TASK DIRECTIONS. Repeat the lines below exactly as written, please, from the line with "Target: whiskers face paint" to the line with "(format x=737, y=319)", both lines included, and no others.

SUPPLIED RECORDS.

+ + + + + + +

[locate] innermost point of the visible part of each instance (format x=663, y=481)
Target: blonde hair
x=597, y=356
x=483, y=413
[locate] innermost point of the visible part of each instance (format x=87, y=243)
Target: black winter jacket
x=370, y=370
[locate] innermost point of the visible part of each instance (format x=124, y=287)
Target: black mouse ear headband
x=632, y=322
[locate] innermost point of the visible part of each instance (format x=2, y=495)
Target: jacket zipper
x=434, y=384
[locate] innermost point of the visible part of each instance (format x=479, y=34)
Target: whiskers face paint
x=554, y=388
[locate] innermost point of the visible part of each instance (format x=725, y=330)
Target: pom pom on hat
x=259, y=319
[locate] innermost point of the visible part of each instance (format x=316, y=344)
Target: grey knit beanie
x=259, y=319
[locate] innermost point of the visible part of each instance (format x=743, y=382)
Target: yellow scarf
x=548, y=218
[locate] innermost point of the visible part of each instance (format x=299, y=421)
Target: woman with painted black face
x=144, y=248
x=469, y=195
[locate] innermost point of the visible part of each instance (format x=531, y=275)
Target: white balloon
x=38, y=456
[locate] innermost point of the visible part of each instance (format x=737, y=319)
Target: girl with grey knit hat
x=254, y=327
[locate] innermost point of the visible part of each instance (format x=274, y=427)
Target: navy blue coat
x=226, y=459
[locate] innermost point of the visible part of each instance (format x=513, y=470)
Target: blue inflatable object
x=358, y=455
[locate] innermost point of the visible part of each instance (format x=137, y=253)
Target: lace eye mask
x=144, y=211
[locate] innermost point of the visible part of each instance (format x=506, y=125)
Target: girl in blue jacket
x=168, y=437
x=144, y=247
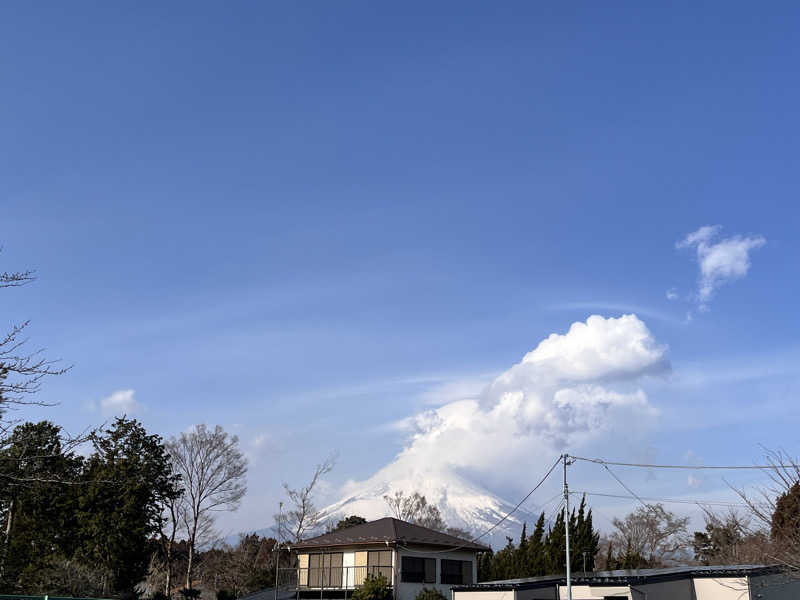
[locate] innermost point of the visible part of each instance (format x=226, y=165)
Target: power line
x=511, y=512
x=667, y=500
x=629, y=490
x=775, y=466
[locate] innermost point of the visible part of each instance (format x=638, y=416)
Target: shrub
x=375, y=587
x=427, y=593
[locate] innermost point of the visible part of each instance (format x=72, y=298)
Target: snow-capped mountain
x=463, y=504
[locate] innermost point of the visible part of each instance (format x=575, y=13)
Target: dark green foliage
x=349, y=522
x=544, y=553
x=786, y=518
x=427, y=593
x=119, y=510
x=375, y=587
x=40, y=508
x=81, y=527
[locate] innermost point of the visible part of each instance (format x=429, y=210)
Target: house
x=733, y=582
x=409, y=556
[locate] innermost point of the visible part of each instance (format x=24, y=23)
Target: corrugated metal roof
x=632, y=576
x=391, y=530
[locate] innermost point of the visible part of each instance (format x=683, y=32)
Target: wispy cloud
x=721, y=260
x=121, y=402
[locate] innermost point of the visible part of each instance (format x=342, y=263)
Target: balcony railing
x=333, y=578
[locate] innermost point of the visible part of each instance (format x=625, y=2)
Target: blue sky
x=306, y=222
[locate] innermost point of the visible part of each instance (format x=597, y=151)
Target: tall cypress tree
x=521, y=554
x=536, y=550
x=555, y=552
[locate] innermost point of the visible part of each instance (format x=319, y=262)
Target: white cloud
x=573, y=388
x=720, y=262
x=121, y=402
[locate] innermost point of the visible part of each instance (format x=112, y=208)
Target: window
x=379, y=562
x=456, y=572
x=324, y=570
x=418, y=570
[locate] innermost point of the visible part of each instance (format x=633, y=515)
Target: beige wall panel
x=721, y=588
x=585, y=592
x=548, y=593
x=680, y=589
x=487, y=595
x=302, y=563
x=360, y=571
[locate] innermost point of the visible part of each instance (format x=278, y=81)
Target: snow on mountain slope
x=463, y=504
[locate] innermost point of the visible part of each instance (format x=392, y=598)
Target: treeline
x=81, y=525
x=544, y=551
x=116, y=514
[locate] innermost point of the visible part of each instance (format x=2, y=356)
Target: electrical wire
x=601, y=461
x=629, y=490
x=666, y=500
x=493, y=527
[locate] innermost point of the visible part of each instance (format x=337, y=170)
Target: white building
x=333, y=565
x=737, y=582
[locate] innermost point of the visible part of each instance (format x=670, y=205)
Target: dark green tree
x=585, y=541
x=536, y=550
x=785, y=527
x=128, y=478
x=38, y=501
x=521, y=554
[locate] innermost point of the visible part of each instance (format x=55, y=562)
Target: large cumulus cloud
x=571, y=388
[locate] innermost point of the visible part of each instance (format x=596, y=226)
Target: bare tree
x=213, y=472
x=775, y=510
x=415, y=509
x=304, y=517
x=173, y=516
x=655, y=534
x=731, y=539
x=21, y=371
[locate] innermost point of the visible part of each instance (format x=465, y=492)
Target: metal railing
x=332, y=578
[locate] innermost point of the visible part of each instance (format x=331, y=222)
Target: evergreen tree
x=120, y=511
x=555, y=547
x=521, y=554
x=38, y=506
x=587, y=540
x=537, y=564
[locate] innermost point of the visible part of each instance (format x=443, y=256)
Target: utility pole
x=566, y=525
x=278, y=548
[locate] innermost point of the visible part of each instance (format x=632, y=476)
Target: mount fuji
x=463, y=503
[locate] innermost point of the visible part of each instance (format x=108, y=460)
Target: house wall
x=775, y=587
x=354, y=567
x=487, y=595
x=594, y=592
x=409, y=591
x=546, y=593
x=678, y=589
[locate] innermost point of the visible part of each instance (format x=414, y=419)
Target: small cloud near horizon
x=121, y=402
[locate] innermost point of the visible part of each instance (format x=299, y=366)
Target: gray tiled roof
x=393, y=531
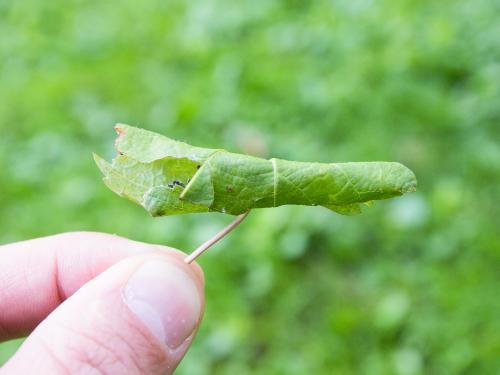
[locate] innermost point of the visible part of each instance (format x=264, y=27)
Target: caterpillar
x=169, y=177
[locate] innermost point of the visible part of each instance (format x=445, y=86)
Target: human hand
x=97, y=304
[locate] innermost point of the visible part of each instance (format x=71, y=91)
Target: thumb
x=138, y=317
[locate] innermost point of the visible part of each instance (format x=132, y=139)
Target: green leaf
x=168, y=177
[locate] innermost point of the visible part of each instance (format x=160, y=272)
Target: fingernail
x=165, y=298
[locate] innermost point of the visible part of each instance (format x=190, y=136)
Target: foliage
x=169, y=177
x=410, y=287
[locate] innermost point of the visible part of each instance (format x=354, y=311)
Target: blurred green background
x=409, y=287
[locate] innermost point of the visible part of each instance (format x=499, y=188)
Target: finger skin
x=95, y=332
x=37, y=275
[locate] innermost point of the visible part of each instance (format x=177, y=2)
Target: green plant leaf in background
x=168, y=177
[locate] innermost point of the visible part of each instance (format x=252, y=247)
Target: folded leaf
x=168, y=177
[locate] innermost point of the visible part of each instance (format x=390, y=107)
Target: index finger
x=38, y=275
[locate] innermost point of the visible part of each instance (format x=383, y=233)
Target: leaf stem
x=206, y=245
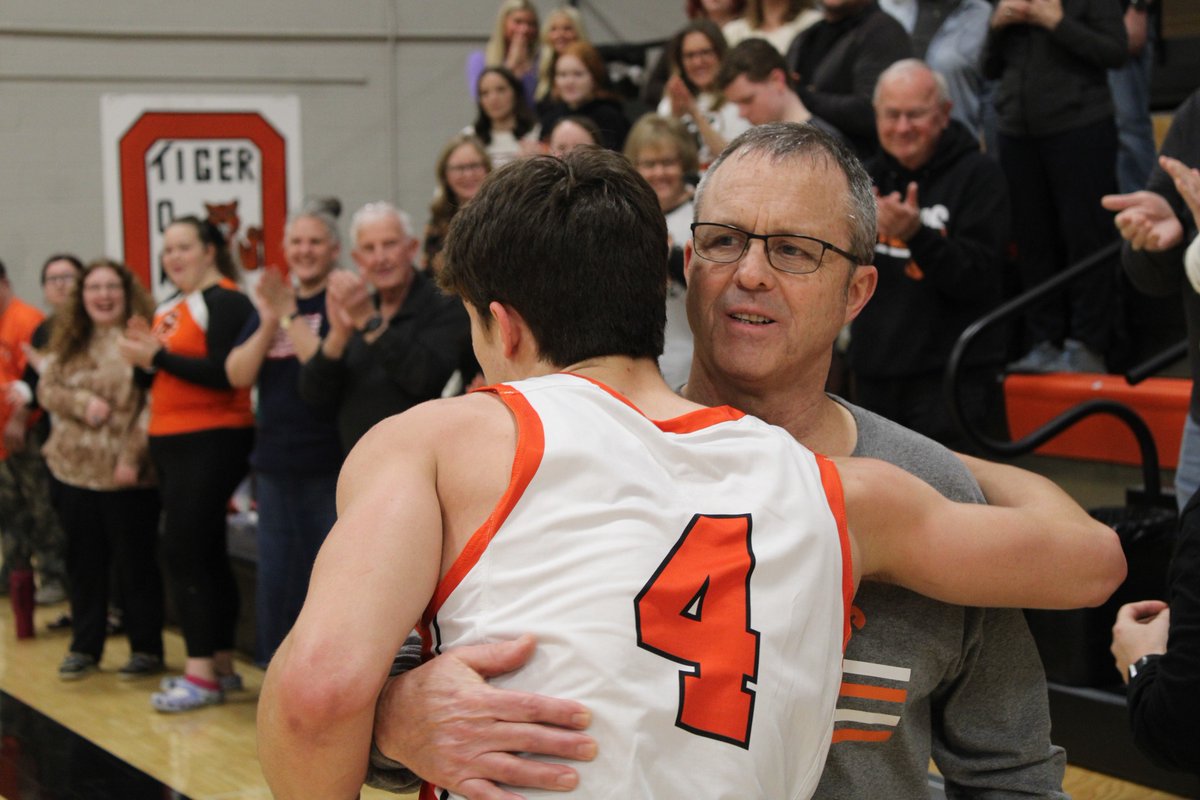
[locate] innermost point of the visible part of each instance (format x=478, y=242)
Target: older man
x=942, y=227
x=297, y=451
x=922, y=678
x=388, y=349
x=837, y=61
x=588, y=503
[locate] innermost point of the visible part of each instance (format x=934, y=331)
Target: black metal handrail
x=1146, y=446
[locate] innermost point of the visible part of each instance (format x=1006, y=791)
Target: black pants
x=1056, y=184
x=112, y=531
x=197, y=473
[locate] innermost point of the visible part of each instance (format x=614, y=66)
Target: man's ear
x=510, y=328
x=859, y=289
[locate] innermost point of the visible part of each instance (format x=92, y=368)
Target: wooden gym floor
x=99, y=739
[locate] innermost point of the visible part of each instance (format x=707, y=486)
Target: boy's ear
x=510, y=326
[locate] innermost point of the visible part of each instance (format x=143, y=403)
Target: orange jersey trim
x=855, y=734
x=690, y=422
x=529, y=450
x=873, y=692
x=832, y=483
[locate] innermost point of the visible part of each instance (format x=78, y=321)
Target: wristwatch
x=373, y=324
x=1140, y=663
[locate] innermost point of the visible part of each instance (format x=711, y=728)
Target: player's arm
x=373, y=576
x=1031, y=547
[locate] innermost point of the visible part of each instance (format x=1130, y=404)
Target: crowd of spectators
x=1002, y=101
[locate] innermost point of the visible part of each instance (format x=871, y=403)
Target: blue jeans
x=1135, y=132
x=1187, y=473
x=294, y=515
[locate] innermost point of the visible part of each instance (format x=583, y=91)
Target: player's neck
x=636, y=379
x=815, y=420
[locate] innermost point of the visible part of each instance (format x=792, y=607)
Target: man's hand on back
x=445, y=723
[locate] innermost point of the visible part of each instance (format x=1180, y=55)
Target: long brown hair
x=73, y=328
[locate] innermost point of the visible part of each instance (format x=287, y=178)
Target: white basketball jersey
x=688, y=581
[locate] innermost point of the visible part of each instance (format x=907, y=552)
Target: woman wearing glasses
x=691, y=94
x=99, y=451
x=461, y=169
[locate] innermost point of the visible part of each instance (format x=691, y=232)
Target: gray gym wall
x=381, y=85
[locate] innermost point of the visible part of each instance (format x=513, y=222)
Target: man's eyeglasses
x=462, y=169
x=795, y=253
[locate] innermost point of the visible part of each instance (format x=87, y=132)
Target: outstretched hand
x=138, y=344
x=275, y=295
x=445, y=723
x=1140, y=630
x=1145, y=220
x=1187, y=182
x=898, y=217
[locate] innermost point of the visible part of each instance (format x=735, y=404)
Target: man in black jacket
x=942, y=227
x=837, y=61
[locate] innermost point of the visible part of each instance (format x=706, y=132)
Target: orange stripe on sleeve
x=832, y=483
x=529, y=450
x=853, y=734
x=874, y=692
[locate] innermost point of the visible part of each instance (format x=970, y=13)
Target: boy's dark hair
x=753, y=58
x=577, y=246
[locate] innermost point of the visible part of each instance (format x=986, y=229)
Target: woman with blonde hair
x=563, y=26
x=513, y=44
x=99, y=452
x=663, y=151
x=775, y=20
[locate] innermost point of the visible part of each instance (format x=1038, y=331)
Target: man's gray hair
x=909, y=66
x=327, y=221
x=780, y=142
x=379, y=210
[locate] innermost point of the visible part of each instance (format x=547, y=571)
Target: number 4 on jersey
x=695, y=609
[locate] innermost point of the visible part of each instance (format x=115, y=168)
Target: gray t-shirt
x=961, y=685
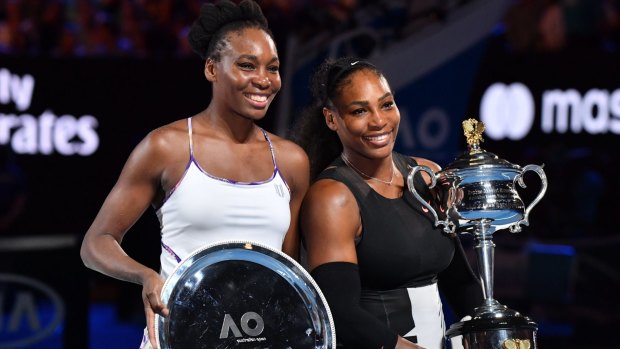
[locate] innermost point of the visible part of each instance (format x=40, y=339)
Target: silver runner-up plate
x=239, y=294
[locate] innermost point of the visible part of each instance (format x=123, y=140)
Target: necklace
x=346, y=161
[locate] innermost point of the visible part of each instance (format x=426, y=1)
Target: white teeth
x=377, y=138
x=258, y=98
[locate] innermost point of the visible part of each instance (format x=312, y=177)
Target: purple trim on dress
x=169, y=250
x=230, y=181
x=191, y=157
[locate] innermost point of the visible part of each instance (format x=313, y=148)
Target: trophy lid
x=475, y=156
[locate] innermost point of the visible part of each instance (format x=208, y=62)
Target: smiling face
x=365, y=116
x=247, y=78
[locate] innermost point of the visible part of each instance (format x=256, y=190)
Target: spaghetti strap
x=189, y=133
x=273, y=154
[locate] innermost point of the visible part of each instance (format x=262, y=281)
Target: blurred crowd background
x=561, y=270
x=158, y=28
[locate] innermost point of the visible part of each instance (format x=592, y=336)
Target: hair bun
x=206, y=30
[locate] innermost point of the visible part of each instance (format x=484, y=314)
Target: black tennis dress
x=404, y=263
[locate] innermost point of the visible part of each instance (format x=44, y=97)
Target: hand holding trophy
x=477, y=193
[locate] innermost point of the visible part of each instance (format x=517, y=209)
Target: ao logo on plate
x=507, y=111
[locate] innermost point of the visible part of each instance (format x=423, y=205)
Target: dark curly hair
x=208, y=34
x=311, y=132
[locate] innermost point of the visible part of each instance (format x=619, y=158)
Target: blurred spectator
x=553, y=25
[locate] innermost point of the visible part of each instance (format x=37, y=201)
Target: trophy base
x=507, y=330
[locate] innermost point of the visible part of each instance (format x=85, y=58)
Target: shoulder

+ + + + + + +

SOLUTION TO THIS TASK.
Target: whiskers face paint
x=554, y=388
[locate] innermost point of the visible part of each instance (format x=725, y=330)
Target: pom pom on hat
x=259, y=319
[locate] innermost point of the visible part of each instance (format x=316, y=344)
Target: grey knit beanie
x=259, y=319
[locate] innermost point of the visible part of each instance (format x=743, y=382)
Target: yellow scarf
x=548, y=218
[locate] innermost point of the visible part of each instance (format x=299, y=421)
Target: woman with painted black face
x=144, y=248
x=469, y=195
[locate] innermost point of the visible part of each instance (format x=531, y=275)
Target: white balloon
x=38, y=456
[locate] innermost point of the visible part of each instance (format x=737, y=319)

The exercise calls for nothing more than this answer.